** Entries provided follows **

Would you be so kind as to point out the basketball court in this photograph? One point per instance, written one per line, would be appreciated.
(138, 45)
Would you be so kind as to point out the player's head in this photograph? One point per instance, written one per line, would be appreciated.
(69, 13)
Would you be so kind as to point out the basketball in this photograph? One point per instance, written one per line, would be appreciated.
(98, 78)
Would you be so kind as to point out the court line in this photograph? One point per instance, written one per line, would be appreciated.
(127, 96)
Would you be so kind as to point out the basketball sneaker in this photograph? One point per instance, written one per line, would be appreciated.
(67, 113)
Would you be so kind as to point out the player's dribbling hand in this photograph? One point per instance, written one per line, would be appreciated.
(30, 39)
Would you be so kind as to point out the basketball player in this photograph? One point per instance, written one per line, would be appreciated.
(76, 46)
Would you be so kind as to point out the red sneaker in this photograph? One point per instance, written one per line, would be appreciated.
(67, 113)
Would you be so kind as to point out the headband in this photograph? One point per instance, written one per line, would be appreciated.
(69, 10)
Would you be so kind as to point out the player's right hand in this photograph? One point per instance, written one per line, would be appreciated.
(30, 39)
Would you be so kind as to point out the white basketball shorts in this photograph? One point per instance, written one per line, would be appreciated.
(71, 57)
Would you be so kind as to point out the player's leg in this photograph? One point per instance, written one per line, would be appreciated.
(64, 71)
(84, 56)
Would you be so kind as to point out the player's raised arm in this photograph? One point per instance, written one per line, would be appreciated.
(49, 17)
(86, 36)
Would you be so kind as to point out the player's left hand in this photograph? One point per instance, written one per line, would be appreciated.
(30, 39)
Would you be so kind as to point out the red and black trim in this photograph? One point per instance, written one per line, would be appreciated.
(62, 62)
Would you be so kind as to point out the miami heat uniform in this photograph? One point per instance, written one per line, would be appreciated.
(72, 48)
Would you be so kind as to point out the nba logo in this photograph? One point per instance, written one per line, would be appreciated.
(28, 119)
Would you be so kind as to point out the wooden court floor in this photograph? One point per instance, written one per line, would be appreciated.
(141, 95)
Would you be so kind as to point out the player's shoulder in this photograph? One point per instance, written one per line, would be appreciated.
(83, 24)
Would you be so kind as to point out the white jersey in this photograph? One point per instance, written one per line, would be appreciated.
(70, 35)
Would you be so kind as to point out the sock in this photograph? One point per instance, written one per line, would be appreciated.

** End of Entries provided **

- **Task prompt**: The records above are to be set down again exactly as written.

- **Your solution**:
Would you be so kind as to point out the basketball court in this photograph? One point per instance, written one per line, would be appreciated.
(138, 45)
Would you be so kind as to point out the player's head in this photograph? One point per instance, written one per line, would be appreciated.
(69, 13)
Would you be so kind as to point out the basketball in this photograph? One point per instance, written one per line, would be appreciated.
(98, 78)
Would you be so kind as to point out the court line in this photograph? One point per instance, written one per line, would be appreciated.
(127, 96)
Would you be so kind as to point out the basketball sneaker in this photograph? One point per instance, written one per line, would be appreciated.
(67, 113)
Would you be so kind as to point out the player's dribbling hand in this photograph? One point per instance, written one per line, would be appreciated.
(30, 39)
Would you be so kind as to point out the basketball player in this photograph? One point per instance, written one per line, would be appreciated.
(76, 46)
Would you be so kind as to point out the red sneaker in this photograph? One point per instance, written one per line, would be appreciated.
(67, 113)
Would you be so kind as to point out the headband in this photograph? One point per instance, written one per line, would be appreciated.
(69, 10)
Would you be so kind as to point out the player's right hand in this photograph? One point per instance, written one per line, would be appreciated.
(30, 39)
Would you be so kind as to point out the white basketball shorts in this photograph? One point per instance, written one per line, would be appreciated.
(71, 57)
Would you be so kind as to point out the player's leg in this photograph? One point per instance, written one per line, would be appreciated.
(64, 71)
(84, 56)
Would you be so kind as to point out the player's raised arm in this photograph? One point per instance, written one per line, would be appreciated.
(49, 17)
(86, 36)
Would you be so kind as to point out the player's left hand in this photograph? One point per instance, written one per line, would be appreciated.
(30, 39)
Would you be so kind as to point out the red and black trim in this photograph? One point per instance, written one per line, would be appreciated.
(62, 62)
Would you be so kind as to point out the miami heat uniform in this photograph? One point per instance, written one per line, would be appreciated.
(72, 48)
Would you be so kind as to point out the nba logo in this photograph? One point per instance, written one per line, would be appreciated.
(28, 119)
Would you be so kind as to point out the wooden court floor in this photograph? One point per instance, written one per line, would be appreciated.
(141, 95)
Would you be so kind as to point out the player's shoulder in this photograph? One point per instance, written one per line, would be appreciated.
(83, 24)
Would you be so kind as to point out the white jersey in this photograph? One point per instance, written one per line, would be appreciated.
(70, 35)
Would you be so kind as to point out the sock in this photograph? One point per instance, written one per line, would be appreciated.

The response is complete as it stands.